▸ Exercise prompt: Collect each line in the rows below that contains the string "table" and copy every such line in full.
□ □ □
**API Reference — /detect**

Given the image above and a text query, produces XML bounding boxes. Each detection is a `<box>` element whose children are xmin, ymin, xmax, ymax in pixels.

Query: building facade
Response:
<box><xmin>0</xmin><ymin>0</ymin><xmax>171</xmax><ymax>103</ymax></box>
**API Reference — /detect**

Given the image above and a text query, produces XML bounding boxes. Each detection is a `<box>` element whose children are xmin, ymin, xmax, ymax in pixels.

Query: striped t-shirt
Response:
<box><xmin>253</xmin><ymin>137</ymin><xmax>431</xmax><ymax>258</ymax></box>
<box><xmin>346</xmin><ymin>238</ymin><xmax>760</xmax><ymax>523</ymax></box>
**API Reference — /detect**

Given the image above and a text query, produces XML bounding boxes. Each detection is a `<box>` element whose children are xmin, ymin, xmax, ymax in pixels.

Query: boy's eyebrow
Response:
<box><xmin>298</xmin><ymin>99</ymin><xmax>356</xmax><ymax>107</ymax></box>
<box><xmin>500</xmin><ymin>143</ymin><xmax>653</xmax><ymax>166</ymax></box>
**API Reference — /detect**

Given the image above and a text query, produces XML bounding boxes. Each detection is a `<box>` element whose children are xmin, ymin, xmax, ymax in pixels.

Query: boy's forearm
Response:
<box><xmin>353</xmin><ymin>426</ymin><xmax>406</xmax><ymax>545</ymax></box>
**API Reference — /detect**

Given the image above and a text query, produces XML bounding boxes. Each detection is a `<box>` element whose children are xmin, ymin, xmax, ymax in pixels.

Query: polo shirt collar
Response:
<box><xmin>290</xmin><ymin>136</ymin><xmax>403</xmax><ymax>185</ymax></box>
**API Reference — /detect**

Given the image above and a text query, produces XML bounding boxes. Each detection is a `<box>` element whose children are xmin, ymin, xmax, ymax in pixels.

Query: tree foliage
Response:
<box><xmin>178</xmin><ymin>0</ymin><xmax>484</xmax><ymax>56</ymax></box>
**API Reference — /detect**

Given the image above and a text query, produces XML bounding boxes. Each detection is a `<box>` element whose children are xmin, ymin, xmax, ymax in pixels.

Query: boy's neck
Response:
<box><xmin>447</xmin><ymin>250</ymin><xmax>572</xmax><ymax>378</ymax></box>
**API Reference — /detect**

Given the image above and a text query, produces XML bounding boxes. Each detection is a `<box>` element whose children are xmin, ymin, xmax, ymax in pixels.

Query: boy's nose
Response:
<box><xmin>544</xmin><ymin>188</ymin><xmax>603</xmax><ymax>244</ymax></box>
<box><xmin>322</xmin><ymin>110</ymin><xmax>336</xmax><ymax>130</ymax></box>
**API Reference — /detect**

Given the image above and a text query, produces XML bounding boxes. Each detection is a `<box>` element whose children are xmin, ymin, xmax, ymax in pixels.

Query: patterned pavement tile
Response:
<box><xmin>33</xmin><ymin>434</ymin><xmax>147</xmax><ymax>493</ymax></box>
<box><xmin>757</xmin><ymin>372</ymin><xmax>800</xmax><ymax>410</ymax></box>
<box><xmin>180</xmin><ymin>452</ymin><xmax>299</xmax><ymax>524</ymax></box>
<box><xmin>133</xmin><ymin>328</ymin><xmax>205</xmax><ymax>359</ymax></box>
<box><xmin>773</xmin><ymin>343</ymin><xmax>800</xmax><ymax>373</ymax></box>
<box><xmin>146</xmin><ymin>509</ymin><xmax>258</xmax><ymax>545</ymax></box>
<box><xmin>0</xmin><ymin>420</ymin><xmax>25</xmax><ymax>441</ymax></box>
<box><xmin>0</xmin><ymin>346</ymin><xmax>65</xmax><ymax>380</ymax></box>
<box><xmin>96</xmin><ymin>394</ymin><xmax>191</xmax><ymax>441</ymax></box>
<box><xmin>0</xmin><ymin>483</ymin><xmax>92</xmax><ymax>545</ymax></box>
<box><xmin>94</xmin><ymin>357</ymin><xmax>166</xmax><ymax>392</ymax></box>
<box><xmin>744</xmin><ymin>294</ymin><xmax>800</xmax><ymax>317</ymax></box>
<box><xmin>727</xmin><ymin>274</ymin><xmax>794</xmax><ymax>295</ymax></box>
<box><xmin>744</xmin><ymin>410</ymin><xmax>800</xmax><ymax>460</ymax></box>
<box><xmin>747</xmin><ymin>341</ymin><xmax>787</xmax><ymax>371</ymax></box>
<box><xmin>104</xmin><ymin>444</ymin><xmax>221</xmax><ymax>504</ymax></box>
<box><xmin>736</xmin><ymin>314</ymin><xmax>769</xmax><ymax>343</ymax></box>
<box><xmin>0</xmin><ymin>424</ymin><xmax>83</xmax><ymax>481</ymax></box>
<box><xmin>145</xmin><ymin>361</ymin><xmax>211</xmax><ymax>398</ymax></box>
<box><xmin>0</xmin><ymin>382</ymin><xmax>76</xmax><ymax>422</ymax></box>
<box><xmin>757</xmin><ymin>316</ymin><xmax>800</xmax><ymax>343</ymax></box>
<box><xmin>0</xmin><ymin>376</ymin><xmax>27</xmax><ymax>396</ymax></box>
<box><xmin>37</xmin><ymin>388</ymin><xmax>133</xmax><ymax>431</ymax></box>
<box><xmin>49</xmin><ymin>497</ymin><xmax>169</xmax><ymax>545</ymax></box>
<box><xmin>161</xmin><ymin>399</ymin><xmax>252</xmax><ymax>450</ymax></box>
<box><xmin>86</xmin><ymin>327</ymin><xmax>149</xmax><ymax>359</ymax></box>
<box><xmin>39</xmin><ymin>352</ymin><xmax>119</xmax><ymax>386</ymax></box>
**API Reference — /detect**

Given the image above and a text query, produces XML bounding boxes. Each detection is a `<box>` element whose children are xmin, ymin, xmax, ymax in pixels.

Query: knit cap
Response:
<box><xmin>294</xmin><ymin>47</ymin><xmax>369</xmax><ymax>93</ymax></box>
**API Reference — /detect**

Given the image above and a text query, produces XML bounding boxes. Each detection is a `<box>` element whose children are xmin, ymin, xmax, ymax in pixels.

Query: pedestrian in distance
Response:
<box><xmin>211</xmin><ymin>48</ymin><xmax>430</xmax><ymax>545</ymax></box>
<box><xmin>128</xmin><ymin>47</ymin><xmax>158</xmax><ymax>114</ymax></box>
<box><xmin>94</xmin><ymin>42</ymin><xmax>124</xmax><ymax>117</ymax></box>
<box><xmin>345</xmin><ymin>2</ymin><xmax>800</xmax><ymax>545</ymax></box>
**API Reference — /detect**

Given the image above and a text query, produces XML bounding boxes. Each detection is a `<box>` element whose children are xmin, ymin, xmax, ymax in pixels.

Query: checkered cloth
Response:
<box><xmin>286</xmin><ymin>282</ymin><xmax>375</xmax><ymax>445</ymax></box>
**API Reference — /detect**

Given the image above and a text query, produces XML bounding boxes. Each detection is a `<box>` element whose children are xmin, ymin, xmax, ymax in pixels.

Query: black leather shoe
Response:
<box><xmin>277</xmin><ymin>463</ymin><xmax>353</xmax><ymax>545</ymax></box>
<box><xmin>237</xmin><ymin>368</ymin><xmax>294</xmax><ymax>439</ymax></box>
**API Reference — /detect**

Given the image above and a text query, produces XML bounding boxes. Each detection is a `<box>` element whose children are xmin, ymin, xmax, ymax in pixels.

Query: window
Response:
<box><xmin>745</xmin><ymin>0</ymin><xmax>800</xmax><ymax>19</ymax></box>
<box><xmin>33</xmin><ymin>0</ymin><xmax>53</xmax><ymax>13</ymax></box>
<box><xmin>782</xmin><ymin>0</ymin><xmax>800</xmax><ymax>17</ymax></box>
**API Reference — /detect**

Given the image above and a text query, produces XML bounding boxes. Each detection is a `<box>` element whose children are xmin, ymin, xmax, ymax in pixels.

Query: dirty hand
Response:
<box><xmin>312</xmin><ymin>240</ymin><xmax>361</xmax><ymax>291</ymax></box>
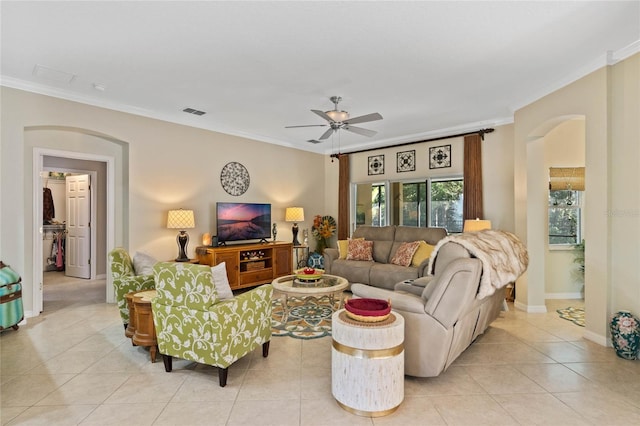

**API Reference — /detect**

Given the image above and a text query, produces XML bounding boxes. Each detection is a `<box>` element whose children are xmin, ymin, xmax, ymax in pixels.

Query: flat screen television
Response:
<box><xmin>216</xmin><ymin>203</ymin><xmax>271</xmax><ymax>244</ymax></box>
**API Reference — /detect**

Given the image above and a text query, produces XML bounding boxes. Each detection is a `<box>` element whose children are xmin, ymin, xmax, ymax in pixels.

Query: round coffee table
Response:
<box><xmin>271</xmin><ymin>274</ymin><xmax>349</xmax><ymax>322</ymax></box>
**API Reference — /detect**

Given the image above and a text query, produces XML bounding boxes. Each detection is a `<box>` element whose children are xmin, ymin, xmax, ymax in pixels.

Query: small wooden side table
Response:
<box><xmin>129</xmin><ymin>290</ymin><xmax>158</xmax><ymax>362</ymax></box>
<box><xmin>293</xmin><ymin>244</ymin><xmax>309</xmax><ymax>268</ymax></box>
<box><xmin>124</xmin><ymin>290</ymin><xmax>138</xmax><ymax>343</ymax></box>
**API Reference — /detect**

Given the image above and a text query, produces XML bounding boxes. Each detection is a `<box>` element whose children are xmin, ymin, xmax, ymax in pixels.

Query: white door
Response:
<box><xmin>65</xmin><ymin>175</ymin><xmax>91</xmax><ymax>278</ymax></box>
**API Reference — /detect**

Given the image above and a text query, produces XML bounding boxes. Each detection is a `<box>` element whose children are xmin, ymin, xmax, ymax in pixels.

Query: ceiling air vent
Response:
<box><xmin>182</xmin><ymin>108</ymin><xmax>206</xmax><ymax>115</ymax></box>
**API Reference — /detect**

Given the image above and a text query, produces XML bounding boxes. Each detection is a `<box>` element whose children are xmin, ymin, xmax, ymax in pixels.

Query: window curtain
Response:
<box><xmin>462</xmin><ymin>134</ymin><xmax>484</xmax><ymax>220</ymax></box>
<box><xmin>338</xmin><ymin>154</ymin><xmax>350</xmax><ymax>240</ymax></box>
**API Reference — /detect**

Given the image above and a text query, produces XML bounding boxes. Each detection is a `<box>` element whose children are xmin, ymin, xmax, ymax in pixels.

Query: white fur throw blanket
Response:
<box><xmin>427</xmin><ymin>229</ymin><xmax>529</xmax><ymax>299</ymax></box>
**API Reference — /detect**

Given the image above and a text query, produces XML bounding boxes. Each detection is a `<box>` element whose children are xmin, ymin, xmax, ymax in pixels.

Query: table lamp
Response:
<box><xmin>284</xmin><ymin>207</ymin><xmax>304</xmax><ymax>246</ymax></box>
<box><xmin>462</xmin><ymin>218</ymin><xmax>491</xmax><ymax>232</ymax></box>
<box><xmin>167</xmin><ymin>209</ymin><xmax>196</xmax><ymax>262</ymax></box>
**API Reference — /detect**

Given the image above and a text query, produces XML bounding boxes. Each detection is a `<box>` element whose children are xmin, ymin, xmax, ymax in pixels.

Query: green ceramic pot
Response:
<box><xmin>610</xmin><ymin>311</ymin><xmax>640</xmax><ymax>359</ymax></box>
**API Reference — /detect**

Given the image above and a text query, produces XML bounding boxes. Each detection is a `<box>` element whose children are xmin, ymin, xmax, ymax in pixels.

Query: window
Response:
<box><xmin>549</xmin><ymin>190</ymin><xmax>582</xmax><ymax>245</ymax></box>
<box><xmin>429</xmin><ymin>178</ymin><xmax>464</xmax><ymax>233</ymax></box>
<box><xmin>371</xmin><ymin>184</ymin><xmax>387</xmax><ymax>226</ymax></box>
<box><xmin>354</xmin><ymin>177</ymin><xmax>463</xmax><ymax>233</ymax></box>
<box><xmin>400</xmin><ymin>182</ymin><xmax>427</xmax><ymax>226</ymax></box>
□ □ □
▸ Response for this exercise:
Query: round coffee table
Query: small wooden side table
Query: table lamp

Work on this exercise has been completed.